Problem => Every entry should be reproduced word for word.

Records from a dataset
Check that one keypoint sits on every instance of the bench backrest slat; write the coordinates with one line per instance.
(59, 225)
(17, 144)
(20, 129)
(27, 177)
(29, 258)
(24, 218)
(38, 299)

Response for this exercise =>
Check that one keypoint sits on every instance of the bench backrest slat; write the coordinates with one line per instance.
(59, 225)
(17, 144)
(20, 129)
(27, 177)
(29, 258)
(24, 218)
(38, 299)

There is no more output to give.